- **WORK REQUIRED**
Reproduce the passage on galaxy disk modeling word for word from "Another plausible possibility" to "state of equilibrium.".

- **DOCUMENT SEGMENT**
__________________________________________________

Is A Model Assuming A Thin Axisymmetric Disk Sound?

One is that the modeling is based upon an axisymmetric thin disk galaxy which is a spherical cow model in a case like this one with a highly irregular shape (see the image below from the 2021 paper), that doesn't  work very accurately in a galaxy like this one that is outside the model's range of applicability.

McGaugh notes that:
This messy morphology is typical of very low surface brightness galaxies – hence their frequent classification as Irregular galaxies. Though messier, it shares some morphological traits with the LSB galaxies shown above. The central light distribution is elongated with a major axis that is not aligned with that of the gas. The gas is raggedy as all get out. The contours are somewhat boxy; this is a hint that something hinky is going on beyond circular motion in a tilted axisymmetric disk.

Is This Galaxy Out Of Equilibrium? 

Another plausible possibility that McGaugh suggests for this outlier is that it may be out of equilibrium, while models used to relate dynamical rotation curve to inferred dark matter fraction, with only rare exceptions not utilized in this case, assume that the body they are modeling is in a state of equilibrium.

__________________________________________________

- **DATASET EXTRACT**
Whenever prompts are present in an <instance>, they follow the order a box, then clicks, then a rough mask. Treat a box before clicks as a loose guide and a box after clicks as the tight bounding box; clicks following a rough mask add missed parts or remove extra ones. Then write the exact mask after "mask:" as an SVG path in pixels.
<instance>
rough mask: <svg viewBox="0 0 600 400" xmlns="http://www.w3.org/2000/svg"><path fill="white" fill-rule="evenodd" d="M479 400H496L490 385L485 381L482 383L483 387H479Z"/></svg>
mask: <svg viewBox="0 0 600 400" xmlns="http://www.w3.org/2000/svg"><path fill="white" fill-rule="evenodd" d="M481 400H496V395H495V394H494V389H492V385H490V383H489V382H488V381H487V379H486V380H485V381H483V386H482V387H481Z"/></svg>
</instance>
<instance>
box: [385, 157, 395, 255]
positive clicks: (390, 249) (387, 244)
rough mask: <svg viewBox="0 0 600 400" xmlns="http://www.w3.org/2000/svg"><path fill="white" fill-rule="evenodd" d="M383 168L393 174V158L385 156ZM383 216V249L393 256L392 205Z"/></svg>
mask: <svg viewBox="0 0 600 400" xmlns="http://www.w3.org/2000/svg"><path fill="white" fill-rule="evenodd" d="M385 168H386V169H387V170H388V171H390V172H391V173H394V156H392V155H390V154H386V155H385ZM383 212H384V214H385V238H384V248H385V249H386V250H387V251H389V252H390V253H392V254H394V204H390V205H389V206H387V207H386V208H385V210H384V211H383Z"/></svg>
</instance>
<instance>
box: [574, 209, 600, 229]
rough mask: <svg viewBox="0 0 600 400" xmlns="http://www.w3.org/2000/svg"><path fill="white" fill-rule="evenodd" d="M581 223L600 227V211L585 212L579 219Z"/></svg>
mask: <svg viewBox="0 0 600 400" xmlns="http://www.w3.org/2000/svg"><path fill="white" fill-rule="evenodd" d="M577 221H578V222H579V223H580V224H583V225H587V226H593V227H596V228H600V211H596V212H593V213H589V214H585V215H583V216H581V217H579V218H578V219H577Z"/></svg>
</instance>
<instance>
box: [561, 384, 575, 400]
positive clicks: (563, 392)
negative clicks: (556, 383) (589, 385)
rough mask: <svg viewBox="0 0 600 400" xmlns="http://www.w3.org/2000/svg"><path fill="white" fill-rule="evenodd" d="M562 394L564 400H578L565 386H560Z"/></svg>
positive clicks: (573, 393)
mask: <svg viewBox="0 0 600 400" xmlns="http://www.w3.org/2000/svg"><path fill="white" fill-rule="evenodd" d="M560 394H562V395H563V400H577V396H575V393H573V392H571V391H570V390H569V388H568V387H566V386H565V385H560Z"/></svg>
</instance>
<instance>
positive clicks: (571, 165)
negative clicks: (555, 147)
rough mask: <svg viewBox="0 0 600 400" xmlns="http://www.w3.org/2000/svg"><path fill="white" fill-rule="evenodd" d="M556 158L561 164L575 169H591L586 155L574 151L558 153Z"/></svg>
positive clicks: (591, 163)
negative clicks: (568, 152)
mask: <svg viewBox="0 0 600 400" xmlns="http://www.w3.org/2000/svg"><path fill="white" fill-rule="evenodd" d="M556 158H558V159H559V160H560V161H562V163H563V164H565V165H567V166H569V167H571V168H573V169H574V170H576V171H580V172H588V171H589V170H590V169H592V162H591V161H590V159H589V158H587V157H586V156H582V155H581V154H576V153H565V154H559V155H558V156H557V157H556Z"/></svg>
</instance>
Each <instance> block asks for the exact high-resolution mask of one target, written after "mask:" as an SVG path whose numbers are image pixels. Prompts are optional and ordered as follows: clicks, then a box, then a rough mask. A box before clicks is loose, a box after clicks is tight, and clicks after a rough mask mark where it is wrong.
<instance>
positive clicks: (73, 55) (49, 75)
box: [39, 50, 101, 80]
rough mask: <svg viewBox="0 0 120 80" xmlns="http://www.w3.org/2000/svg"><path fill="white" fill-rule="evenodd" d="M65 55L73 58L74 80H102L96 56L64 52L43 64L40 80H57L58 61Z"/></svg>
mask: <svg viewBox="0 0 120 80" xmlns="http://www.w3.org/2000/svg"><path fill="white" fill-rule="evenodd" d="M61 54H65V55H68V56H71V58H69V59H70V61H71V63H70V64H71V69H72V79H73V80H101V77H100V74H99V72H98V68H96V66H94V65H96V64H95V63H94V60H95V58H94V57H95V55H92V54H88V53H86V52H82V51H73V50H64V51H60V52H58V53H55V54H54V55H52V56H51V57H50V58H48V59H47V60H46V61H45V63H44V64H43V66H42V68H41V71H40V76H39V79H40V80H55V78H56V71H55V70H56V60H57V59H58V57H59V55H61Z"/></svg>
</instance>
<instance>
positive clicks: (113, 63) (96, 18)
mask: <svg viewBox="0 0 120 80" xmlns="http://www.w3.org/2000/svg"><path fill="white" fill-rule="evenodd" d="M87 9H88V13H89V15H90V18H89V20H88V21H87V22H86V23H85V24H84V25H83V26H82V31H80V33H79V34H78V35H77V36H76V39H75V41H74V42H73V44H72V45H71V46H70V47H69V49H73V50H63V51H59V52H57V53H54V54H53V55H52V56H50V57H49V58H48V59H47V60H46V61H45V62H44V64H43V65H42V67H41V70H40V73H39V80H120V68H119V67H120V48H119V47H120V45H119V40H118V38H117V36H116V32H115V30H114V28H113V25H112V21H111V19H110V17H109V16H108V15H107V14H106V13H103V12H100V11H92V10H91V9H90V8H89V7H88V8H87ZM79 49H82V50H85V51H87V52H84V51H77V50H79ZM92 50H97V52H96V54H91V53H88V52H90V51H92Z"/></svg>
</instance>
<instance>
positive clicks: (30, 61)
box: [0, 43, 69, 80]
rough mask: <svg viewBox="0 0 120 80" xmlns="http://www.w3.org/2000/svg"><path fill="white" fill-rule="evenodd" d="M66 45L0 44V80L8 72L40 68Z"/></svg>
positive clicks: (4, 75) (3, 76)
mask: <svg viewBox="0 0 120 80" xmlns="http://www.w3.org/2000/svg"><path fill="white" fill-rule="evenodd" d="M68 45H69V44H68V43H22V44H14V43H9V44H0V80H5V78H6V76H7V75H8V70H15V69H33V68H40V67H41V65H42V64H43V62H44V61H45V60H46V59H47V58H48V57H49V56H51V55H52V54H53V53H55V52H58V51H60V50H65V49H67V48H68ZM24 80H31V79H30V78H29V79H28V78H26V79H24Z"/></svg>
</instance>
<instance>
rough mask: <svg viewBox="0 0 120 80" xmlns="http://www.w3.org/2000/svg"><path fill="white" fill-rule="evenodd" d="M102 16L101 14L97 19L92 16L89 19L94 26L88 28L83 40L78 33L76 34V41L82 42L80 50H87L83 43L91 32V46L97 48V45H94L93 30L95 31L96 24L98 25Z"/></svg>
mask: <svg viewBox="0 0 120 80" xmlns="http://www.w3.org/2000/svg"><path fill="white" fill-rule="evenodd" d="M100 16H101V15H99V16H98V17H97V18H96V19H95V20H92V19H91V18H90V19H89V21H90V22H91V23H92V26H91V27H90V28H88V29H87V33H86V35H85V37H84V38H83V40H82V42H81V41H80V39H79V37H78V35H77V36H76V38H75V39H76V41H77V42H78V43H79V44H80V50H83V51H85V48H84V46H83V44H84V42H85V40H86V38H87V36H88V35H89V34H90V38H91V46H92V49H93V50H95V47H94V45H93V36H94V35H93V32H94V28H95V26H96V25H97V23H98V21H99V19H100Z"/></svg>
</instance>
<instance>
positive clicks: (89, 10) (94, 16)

__________________________________________________

- **ANSWER BOX**
Another plausible possibility that McGaugh suggests for this outlier is that it may be out of equilibrium, while models used to relate dynamical rotation curve to inferred dark matter fraction, with only rare exceptions not utilized in this case, assume that the body they are modeling is in a state of equilibrium.